● **YOUR GOAL**: Go through the lines below and count those that contain "like"; the number is all that should be returned.

[Items from a dataset]
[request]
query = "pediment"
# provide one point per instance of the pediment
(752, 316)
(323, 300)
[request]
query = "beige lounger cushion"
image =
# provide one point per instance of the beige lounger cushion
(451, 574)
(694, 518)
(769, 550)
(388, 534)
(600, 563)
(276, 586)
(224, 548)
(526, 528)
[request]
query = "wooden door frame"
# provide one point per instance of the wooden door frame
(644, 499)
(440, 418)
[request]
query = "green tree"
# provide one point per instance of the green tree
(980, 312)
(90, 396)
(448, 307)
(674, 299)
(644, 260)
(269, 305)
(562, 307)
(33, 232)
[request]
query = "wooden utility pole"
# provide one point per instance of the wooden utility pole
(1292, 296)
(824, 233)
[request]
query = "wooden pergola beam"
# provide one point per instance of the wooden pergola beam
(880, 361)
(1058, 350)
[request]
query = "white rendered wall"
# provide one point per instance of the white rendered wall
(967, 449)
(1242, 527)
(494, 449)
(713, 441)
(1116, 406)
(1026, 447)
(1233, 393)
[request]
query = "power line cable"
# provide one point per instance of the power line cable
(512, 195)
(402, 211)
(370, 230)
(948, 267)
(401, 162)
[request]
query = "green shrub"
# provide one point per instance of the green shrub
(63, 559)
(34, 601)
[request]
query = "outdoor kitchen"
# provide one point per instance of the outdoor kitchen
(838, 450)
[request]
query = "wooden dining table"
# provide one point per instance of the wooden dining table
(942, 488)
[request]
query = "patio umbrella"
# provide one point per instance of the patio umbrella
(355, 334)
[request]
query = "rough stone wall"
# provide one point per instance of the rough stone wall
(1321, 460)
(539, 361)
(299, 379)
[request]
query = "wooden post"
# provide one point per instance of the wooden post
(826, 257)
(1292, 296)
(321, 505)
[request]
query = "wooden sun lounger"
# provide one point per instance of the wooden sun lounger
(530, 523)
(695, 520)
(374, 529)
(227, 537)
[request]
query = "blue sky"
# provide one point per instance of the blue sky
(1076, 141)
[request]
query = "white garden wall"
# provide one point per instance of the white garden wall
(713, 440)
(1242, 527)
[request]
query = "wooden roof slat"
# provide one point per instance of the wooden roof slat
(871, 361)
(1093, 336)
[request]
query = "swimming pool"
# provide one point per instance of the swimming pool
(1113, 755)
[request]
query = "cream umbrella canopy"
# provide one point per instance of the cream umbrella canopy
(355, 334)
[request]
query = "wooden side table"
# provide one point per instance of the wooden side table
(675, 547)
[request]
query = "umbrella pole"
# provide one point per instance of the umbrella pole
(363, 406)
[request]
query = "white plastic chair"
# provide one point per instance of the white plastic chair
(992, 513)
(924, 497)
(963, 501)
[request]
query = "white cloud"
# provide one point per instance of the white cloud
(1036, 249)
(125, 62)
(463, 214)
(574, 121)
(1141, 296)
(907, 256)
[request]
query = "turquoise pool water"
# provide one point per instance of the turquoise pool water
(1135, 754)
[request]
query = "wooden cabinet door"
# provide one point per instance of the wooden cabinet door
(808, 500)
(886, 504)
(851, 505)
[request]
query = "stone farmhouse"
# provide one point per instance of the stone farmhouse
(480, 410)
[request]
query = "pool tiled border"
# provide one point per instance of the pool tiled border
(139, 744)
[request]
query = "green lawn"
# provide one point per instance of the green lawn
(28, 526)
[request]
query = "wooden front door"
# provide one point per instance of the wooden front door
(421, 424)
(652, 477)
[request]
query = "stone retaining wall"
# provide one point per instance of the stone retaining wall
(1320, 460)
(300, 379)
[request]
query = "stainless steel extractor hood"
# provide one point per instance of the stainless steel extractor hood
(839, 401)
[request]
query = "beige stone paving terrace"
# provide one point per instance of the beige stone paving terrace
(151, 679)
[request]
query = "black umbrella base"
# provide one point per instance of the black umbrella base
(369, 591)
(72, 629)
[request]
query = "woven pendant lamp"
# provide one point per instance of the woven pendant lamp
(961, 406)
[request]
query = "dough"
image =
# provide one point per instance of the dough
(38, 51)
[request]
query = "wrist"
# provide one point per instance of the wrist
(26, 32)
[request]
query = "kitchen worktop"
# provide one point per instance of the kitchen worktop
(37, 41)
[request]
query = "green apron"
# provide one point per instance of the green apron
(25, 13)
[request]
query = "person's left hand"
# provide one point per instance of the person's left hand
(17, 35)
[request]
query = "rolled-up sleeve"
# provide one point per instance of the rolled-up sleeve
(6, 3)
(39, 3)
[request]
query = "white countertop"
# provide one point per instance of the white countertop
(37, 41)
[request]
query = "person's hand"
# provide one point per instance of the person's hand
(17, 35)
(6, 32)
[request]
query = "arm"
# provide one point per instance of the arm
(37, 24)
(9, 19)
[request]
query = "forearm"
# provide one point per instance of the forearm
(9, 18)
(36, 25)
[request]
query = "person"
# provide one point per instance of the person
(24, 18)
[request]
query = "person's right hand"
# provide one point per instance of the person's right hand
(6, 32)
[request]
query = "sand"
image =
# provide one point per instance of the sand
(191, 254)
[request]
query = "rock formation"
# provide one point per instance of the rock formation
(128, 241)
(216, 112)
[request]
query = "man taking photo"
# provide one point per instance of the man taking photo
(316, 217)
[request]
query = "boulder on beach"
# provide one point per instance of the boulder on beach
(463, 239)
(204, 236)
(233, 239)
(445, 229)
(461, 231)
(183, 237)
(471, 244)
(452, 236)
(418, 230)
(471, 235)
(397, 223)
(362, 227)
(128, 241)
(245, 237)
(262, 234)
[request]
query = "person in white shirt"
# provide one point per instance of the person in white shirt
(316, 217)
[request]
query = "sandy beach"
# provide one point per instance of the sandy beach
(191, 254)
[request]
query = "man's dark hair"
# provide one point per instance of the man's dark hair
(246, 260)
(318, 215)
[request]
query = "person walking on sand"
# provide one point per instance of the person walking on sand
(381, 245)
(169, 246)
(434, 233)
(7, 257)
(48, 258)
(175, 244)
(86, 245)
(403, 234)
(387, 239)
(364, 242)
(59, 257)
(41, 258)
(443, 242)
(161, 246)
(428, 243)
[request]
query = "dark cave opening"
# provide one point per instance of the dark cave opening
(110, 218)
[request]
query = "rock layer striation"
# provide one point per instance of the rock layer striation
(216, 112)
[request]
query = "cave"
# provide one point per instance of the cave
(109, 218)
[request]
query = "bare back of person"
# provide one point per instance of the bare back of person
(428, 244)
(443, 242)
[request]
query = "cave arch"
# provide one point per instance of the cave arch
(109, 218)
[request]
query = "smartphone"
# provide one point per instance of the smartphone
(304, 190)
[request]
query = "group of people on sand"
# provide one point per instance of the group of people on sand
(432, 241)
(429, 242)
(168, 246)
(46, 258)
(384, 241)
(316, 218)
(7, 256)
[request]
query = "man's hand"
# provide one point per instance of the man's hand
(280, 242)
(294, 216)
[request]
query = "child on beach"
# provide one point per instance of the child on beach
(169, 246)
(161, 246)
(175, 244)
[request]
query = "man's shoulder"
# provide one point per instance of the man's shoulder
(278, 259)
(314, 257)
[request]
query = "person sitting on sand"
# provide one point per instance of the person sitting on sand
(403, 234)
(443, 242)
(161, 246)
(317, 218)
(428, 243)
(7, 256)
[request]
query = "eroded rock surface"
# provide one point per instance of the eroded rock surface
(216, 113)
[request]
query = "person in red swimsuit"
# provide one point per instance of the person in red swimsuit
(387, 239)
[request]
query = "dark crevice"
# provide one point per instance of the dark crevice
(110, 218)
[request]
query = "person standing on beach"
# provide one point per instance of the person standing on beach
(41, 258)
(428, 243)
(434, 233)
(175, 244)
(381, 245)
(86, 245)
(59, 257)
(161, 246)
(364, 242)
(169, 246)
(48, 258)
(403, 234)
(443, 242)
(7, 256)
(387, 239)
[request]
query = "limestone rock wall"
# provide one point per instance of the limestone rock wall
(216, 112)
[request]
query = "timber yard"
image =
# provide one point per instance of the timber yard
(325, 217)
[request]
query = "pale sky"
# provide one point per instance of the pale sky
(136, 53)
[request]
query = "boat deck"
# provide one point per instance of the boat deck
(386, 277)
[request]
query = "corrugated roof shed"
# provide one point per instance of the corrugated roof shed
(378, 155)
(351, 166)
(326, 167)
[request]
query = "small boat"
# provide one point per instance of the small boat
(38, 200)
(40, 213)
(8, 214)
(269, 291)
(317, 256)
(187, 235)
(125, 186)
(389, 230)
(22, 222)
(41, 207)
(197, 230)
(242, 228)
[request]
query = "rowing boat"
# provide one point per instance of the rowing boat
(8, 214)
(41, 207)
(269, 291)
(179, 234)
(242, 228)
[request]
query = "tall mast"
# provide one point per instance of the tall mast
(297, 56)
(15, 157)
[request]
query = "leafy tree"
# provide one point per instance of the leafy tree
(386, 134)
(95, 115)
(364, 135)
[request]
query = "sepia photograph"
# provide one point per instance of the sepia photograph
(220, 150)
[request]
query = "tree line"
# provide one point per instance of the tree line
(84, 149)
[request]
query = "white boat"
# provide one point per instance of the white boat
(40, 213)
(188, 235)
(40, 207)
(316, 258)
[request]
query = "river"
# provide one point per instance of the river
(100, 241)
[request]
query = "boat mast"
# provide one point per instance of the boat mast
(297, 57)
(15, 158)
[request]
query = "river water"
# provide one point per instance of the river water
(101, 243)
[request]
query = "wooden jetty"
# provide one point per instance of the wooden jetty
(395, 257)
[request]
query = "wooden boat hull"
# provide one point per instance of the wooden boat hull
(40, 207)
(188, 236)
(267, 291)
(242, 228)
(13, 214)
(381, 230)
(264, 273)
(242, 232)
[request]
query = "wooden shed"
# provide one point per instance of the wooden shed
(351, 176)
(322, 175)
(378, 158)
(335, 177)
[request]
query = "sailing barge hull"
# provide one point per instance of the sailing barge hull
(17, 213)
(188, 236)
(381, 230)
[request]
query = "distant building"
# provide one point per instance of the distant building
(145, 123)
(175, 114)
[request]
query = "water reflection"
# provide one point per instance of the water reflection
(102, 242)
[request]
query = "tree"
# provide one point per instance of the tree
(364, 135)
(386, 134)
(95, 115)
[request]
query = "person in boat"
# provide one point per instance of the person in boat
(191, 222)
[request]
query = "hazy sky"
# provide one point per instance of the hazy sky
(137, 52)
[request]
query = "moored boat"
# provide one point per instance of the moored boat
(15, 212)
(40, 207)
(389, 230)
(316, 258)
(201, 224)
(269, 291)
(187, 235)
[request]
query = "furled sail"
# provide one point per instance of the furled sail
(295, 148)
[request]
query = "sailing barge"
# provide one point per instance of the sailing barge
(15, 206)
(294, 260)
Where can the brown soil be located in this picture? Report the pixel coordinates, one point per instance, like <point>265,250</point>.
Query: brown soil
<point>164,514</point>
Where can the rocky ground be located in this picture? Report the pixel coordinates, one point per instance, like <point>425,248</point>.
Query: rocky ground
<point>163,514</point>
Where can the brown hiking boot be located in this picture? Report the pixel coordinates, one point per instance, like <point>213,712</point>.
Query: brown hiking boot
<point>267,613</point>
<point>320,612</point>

● **OUTPUT FOR THIS EXERCISE**: 3